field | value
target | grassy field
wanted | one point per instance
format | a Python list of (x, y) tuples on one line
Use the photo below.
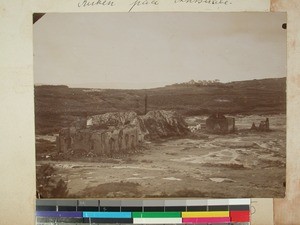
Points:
[(243, 164), (58, 106)]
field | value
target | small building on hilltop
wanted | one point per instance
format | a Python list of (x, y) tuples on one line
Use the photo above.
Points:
[(218, 123)]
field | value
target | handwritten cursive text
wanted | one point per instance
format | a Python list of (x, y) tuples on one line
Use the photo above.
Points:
[(213, 2), (86, 3), (137, 3)]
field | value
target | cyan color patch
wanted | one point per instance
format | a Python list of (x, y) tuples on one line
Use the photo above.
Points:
[(106, 214)]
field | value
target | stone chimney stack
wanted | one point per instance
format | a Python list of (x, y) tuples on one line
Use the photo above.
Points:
[(146, 104)]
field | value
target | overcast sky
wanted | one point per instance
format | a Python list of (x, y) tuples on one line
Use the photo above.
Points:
[(144, 50)]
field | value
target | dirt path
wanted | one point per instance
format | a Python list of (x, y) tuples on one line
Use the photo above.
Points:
[(235, 165)]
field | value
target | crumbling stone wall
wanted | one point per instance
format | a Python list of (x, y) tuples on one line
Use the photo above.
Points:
[(119, 132)]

---

Work required:
Rescale all the records above by writing out every line again, requests included, with each x and y coordinate in the answers multiplied by 2.55 and rounded to the nearest whole number, halves going up. Leave the pictures out of your answer.

The output:
field | value
target | grassy field
wanted | one point per instance
format | a Python list of (x, y) tuples on one line
Use the photo below.
Points:
[(620, 418), (148, 270)]
field | value
target | small building on hilltop
wanted | one point per instance
format | a Python list of (x, y) tuples on one line
Use the photo above.
Points:
[(556, 314)]
field | value
target | handwritten cursive text
wanted | one point per instance
format | a Python list of (x, y) tuples on one line
Use the photo above.
Points:
[(543, 5), (219, 8), (349, 8)]
field | value
target | cyan color patch
wanted | one point per instance
format | a Python list of (x, y) tuples on one line
Use the photo above.
Points:
[(270, 546)]
field | value
target | stone chimney stack
wanted | one point per instance
format | a Python list of (x, y) tuples on one line
Use the photo above.
Points:
[(372, 265)]
field | value
target | overcast sky
wanted | one point per instance
format | a Python list of (x, y) tuples on one line
Use the photo above.
Points:
[(367, 128)]
field | value
target | dirt path
wanted | one point per instance
format | a Python list of (x, y) tuples on one line
Use the photo above.
Points:
[(599, 421)]
field | value
target | crumbling stone wall
wanted | one point per instance
format | a Python list of (x, y) tuples on one line
Use the photo above.
Points:
[(303, 337)]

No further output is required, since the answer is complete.